■ Material to process:
################

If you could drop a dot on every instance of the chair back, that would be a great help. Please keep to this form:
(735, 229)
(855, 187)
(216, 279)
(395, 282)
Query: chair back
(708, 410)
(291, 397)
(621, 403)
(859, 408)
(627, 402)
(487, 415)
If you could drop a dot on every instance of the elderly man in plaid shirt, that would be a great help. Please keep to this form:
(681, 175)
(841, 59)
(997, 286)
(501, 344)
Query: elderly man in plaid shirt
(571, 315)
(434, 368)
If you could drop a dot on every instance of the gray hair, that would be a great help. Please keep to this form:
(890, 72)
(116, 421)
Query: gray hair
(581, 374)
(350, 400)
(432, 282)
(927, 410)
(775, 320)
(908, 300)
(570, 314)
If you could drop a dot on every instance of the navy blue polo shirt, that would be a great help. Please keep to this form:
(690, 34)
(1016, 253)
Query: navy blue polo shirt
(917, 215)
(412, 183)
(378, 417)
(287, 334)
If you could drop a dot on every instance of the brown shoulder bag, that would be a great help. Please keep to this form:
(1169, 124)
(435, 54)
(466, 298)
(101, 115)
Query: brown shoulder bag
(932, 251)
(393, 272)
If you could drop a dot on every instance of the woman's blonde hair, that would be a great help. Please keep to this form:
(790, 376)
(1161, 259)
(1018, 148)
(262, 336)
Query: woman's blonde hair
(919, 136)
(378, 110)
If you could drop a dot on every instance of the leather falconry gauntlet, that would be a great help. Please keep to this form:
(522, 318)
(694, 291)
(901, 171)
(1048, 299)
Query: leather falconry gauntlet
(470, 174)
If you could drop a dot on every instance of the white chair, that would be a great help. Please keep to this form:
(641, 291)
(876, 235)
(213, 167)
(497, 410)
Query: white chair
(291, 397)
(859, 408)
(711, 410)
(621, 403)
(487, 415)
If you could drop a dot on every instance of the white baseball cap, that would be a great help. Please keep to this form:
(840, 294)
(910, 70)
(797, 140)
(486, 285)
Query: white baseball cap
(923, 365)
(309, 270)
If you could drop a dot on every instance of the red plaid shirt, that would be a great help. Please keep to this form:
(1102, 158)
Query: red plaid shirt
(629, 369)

################

■ Exercise requirements:
Reproduce the listing above, changing every "Query" to "Label" and leaving everything else untouched.

■ Result of this task:
If you could drop a dot on every instance of the chair back, that would be a great help. Please keep to this form:
(735, 229)
(855, 187)
(216, 279)
(395, 282)
Label: chair back
(708, 410)
(291, 397)
(621, 403)
(859, 408)
(627, 402)
(487, 415)
If you could drop a dot on every instance of the elderly man in plaid shirt, that would be a great help. Please keep to this form:
(681, 175)
(841, 59)
(997, 286)
(501, 344)
Label: elderly man in plaid shirt
(571, 315)
(434, 368)
If you could drop a dot on every instance of the gray hair, that would be a great help. Please keep to this form:
(890, 72)
(116, 421)
Label: gray hair
(581, 374)
(350, 400)
(432, 282)
(927, 410)
(775, 320)
(908, 300)
(570, 314)
If you could drop a dot on every instance of the navy blue polo shirt, that would be a great help. Please keep to this form:
(690, 34)
(1016, 253)
Label: navy blue polo shirt
(917, 215)
(412, 183)
(378, 417)
(287, 334)
If you could drop a dot on every instance of the brown shoulder bag, that would be a great help. Please keep to this form:
(1169, 124)
(435, 54)
(466, 298)
(101, 115)
Label: brown shoulder bag
(932, 251)
(393, 272)
If you could drop a dot on every instance of the woman's blonde hair, that would be a great help. Please keep to this form:
(790, 376)
(1161, 259)
(1018, 148)
(262, 336)
Label: woman's blonde hair
(919, 136)
(378, 110)
If you could drop a dot on every instance of the leather falconry gauntlet, that would be a great help. Please keep to this form:
(522, 318)
(694, 291)
(901, 171)
(1048, 299)
Label: leather falconry gauntlet
(470, 174)
If you could drop a dot on every instance of the white chair, that would be a great help. Please keep to this form:
(641, 291)
(876, 235)
(213, 167)
(497, 410)
Label: white chair
(291, 397)
(859, 408)
(711, 410)
(621, 403)
(487, 415)
If you could drop a dot on every instance of the white baseball cap, that would be a great help. Please keep to this form:
(840, 294)
(910, 70)
(797, 140)
(486, 285)
Label: white baseball cap
(923, 365)
(309, 270)
If you could drop a dot on every instance of the red plaid shirt, that would be a great help. Please keep to this form:
(1102, 158)
Label: red plaid shirt
(629, 369)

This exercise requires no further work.